**Rows**
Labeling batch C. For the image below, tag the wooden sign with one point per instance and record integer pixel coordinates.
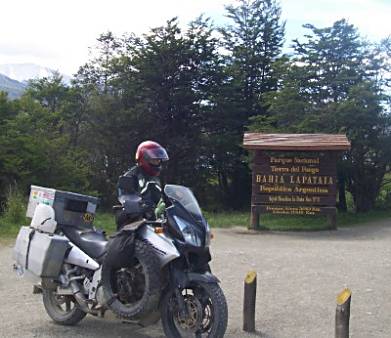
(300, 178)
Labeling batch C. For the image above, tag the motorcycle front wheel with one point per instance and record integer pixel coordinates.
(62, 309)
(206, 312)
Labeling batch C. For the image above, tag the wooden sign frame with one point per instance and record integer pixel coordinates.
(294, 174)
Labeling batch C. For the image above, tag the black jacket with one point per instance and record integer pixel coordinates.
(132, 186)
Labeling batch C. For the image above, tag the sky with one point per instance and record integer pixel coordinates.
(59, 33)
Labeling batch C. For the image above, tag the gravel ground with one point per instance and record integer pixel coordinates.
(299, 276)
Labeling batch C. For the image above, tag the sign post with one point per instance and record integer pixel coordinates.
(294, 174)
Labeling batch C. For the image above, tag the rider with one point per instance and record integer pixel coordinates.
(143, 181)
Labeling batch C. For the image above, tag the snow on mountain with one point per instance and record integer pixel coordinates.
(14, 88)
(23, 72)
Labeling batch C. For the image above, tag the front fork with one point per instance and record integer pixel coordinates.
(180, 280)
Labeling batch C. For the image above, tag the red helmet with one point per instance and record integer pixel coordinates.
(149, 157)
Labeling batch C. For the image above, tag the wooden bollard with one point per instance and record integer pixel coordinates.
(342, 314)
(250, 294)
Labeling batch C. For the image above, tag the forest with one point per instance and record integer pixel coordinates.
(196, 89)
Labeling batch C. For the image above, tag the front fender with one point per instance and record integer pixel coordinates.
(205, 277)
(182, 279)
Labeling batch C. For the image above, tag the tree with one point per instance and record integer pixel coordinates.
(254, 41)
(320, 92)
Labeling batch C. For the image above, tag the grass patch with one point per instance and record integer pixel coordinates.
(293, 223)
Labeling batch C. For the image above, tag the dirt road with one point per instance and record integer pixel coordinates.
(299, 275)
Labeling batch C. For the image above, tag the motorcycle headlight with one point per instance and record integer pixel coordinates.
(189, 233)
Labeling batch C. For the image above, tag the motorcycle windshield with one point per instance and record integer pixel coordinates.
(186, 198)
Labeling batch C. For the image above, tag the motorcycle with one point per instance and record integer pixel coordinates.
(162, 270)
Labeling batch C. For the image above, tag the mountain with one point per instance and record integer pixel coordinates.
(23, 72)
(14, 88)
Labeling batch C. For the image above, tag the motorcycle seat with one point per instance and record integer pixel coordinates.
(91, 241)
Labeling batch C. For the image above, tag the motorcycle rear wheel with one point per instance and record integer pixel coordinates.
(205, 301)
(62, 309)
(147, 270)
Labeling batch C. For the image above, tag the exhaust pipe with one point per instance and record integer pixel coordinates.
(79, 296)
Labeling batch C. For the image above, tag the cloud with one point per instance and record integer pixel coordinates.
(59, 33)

* * *

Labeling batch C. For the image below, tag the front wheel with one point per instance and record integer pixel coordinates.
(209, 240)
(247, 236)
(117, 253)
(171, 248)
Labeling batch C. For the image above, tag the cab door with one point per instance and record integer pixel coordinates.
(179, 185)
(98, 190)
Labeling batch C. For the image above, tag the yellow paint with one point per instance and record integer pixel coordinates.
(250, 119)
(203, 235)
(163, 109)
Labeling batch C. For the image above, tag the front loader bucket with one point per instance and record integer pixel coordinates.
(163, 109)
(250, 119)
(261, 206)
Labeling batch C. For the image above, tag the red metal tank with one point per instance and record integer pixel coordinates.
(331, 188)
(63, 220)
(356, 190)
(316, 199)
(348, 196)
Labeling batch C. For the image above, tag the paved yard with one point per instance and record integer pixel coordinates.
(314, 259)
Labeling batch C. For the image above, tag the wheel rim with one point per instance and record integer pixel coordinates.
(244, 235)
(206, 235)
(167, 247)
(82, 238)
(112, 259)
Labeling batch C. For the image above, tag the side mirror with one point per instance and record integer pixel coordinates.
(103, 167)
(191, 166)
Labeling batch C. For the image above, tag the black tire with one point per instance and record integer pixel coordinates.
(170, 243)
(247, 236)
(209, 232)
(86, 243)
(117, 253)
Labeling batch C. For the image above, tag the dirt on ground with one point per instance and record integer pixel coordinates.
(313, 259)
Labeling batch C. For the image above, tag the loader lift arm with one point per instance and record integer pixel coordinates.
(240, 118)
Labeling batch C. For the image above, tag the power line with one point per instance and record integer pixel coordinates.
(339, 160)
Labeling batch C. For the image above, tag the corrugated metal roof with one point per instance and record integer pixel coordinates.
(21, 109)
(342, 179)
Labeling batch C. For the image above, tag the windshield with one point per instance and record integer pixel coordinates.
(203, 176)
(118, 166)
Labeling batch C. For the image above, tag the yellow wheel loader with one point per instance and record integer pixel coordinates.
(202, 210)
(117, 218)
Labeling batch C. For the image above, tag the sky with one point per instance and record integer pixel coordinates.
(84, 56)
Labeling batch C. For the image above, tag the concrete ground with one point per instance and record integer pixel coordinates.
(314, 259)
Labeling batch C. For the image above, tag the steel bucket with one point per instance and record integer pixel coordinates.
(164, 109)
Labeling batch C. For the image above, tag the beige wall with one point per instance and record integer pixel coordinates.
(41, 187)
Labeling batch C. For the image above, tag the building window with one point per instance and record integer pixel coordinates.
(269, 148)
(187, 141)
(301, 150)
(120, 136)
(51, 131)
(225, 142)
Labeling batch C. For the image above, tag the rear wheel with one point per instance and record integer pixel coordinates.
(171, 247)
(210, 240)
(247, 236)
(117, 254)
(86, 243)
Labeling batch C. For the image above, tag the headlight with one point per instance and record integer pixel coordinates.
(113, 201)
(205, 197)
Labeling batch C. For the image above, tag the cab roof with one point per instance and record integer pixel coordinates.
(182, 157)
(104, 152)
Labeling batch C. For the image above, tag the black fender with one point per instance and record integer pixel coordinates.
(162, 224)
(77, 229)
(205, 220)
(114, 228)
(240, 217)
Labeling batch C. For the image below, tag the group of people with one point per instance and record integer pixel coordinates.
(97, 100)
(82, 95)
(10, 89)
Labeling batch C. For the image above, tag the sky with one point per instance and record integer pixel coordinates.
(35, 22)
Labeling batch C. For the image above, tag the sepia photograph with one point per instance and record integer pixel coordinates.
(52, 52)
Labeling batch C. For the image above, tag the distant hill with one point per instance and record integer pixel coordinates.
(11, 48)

---

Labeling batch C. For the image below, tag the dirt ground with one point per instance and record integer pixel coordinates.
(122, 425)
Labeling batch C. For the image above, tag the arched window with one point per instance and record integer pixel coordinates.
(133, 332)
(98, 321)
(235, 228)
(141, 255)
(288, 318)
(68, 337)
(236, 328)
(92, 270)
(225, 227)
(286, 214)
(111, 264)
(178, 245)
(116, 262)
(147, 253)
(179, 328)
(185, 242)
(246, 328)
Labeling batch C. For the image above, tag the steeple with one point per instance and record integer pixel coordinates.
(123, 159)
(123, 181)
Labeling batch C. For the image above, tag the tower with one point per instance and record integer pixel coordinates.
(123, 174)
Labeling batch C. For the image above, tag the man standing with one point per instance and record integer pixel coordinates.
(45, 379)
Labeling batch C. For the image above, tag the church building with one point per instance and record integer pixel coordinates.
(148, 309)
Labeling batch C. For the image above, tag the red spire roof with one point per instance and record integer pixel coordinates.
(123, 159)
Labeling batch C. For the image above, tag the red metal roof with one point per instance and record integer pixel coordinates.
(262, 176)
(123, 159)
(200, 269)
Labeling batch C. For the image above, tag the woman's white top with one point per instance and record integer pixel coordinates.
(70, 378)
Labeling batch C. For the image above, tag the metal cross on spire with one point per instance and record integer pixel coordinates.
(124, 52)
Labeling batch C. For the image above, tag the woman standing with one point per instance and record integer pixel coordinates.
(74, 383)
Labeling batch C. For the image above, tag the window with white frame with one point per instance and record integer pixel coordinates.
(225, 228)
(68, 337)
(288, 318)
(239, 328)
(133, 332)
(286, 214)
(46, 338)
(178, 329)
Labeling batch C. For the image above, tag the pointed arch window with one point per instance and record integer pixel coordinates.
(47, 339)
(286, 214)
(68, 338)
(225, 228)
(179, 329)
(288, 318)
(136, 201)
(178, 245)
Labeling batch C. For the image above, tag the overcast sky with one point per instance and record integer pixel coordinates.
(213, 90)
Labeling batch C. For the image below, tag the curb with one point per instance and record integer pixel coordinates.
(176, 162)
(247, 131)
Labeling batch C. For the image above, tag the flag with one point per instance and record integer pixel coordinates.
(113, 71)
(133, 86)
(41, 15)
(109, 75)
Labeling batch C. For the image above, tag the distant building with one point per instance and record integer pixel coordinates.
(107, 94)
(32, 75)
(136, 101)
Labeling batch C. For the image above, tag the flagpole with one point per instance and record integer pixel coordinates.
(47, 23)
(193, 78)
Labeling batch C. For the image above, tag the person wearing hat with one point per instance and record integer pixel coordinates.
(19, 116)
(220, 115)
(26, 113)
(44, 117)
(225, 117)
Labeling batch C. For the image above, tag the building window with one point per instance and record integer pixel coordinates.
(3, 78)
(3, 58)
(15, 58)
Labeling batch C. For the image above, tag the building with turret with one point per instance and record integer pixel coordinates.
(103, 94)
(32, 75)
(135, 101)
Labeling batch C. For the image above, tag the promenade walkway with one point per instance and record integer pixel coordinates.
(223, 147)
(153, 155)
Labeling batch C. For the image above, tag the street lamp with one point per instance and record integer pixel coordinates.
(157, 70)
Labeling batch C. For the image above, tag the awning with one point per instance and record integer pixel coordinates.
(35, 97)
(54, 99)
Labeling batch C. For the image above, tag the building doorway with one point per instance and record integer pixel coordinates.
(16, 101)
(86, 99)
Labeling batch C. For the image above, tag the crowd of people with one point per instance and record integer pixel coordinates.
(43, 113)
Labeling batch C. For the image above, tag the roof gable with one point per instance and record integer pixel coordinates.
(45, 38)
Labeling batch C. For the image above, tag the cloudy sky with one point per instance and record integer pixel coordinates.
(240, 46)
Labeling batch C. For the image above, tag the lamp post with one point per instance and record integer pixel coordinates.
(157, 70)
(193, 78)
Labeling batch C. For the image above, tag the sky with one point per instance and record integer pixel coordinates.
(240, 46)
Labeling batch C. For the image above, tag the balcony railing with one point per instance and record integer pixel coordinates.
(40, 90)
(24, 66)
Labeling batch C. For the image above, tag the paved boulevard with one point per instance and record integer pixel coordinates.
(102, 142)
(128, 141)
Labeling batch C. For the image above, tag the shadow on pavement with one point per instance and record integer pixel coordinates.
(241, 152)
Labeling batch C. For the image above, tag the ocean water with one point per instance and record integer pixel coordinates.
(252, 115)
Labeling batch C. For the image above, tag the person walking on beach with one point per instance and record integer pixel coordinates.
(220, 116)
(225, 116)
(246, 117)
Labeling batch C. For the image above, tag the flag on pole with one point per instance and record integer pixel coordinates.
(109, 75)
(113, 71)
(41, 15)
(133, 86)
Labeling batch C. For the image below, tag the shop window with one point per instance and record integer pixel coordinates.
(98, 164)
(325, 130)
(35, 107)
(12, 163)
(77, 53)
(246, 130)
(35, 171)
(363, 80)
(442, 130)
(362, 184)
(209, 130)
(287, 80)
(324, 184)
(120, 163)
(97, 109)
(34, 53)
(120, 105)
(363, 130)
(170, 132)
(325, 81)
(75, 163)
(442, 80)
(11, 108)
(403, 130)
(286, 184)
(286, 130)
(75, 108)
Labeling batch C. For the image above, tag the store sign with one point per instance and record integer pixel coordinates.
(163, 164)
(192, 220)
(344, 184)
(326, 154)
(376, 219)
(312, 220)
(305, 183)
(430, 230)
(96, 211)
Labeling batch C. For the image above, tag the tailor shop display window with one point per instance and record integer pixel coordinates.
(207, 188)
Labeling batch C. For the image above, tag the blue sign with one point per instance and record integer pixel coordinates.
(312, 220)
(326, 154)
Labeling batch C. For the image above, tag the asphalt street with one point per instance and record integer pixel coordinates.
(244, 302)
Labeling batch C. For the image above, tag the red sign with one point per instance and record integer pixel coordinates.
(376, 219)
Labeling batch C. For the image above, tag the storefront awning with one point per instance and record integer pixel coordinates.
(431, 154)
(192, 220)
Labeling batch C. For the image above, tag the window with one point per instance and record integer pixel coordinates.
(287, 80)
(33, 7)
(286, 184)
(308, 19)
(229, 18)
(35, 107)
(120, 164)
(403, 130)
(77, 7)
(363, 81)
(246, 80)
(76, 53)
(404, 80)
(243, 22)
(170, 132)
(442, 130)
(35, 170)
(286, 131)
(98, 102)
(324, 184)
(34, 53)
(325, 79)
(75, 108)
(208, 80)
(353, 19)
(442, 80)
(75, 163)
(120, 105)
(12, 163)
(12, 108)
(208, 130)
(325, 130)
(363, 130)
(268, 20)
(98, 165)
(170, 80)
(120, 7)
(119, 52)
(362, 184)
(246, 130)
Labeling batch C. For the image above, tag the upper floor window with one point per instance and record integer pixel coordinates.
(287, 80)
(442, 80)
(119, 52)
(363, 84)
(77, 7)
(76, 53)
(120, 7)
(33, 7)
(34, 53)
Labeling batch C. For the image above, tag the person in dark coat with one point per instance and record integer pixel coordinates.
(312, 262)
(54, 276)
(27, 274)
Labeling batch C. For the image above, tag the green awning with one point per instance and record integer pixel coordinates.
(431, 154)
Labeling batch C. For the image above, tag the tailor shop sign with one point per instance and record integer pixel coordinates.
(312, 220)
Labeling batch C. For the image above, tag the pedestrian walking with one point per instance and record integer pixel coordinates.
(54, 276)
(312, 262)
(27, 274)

**Work required**
Find every line in the rows above that contains the word "headlight" and copy each one.

**Task output**
Labeling batch C. For the image above, tag the motorcycle headlight with one point per instance and record integer pixel coordinates.
Labeling batch C. For the image above, tag the headlight with one point per instance and record integer pixel coordinates.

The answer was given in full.